Extrait ->
# # # # #

Retrouver l’identité du personnage mystérieux qui a volé la vedette aux sages, aux cheveux gris entourant Poutine le 9 mai, n’avait pas été facile. En effet, Kovalov était inconnu en dehors de la Russie car il était, jusque-là, peu connu même dans la mère patrie.

Un travail minutieux a été effectué de la part des internautes, des journalistes étrangers et des chaînes Telegram pour donner un nom à l’interlocuteur du président. Un nom identifié plus tard comme étant Dmitry Kovalev, un membre brillant et relativement jeune du département de l’administration présidentielle. Et depuis lors, compte tenu de l’interminable lutte de succession, les rumeurs se sont multipliées selon lesquelles Kovalev serait le possible héritier de Poutine.

Qui est-t-il ?

Des détails intéressants, utiles et/ou même intrigants sur la figure de Dmitry Kovalev ne sont pas trouvés dans la presse occidentale. De lui, de cet homme au cursus énigmatique, il y a peu ou rien. Il s’agit d’une relance continue des quelques informations dont nous disposons : âge, (né en 1986 ou 1987), poste occupé, le 09/05/22 (membre du Département de l’administration présidentielle) et le lieu présumé de la première rencontre avec Poutine (un match de hockey sur glace).

Mais il y a (beaucoup) plus sur Kovalev, outre son âge, ses préférences professionnelles et sportives. Et ce plus, qui est nécessaire pour dresser un portrait-robot de lui et pour comprendre s’il pouvait effectivement être l’héritier de Poutine, se trouve sur les portails d’information en langue russe. Des portails qui, semble-t-il, ont été ignorés par le journalisme occidental dans sa recherche convulsive d’informations à son sujet.

De Planet Russia, nous apprenons que Kovalev serait proche du général Ivan Tkachev, un membre dirigeant de la section K du FSB – le département spécialisé dans le renseignement financier, la recherche de cinquièmes colonnes et la lutte contre la corruption. Et bien que Tkachev soit l’un des nombreux sécurocrates opérant dans les coulisses, ce qui compte, selon les médias russes, c’est la relation étroite qui le lierait au numéro deux du système Poutine : Igor Sechin.

Le site 9111.ru, permet de connaître l’arbre généalogique de l’homme de 36 ans : il est ce que l’on pourrait définir comme un « fils de l’art », une personne anonyme de poids, en tant que fils d’un certain Vitalij Kovalev, qui en mai 2022 était le directeur général de Gazprom Mezhregiongaz Kaluga. Par ailleurs, selon le site, l’homme de 36 ans aurait fermé ses profils sociaux après la diffusion de la vidéo en compagnie de Poutine.

Héritier possible ?

Poutine cherche un héritier. Il en est ainsi depuis 2008, année où il a confié le sceptre du Kremlin au prometteur Medvedev. Mais Medvedev, qui en quatre ans s’est révélé être un automate dépourvue de toute initiative, peu ou pas charismatique et, surtout, politiquement myope (la guerre de Géorgie, les désaccords avec les oligarques dirigés par Poutine, etc) a «contraint» ce dernier à se présenter aux élections de 2012. Depuis lors, grâce également à l’aggravation de la concurrence entre les grandes puissances, Poutine n’a jamais abandonné la barre du commandement.

# # # # #

Travail à faire ->
A: Relevez dans l'extrait les trois informations sur Dmitry Kovalev que la presse occidentale se contente de reprendre.
B: D'après l'extrait, quelle fonction Vitalij Kovalev exerçait-il en mai 2022 ?
C: Pour chaque affirmation, dites si elle concorde avec l'extrait et citez les mots qui le montrent : (i) Planet Russia présente Kovalev comme proche du général Ivan Tkachev ; (ii) selon 9111.ru, Kovalev a ouvert de nouveaux profils sociaux après la vidéo avec Poutine ; (iii) Poutine a confié le sceptre du Kremlin à Medvedev en 2012.
Les lignes fournies ne jouent aucun rôle dans ce travail.

Données fournies ->
# # # # #

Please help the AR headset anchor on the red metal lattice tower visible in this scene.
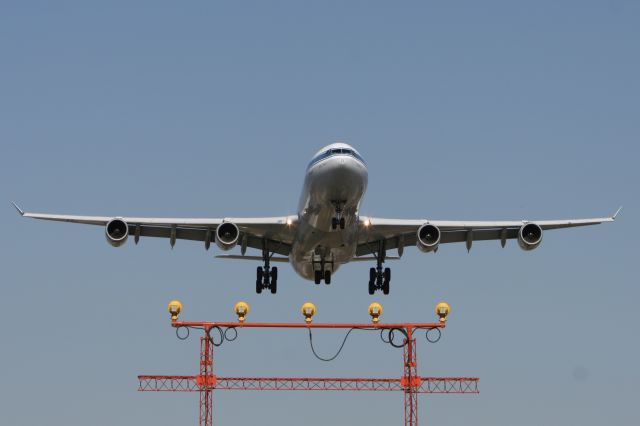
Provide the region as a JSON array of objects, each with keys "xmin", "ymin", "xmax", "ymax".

# # # # #

Réponses ->
A:
- Son âge (né en 1986 ou 1987)
- Le poste occupé le 09/05/22 (membre du Département de l'administration présidentielle)
- Le lieu présumé de la première rencontre avec Poutine (un match de hockey sur glace)

B: Il était directeur général de Gazprom Mezhregiongaz Kaluga.

C:
(i) Oui : « De Planet Russia, nous apprenons que Kovalev serait proche du général Ivan Tkachev »
(ii) Non : « l’homme de 36 ans aurait fermé ses profils sociaux après la diffusion de la vidéo en compagnie de Poutine »
(iii) Non : « Il en est ainsi depuis 2008, année où il a confié le sceptre du Kremlin au prometteur Medvedev. »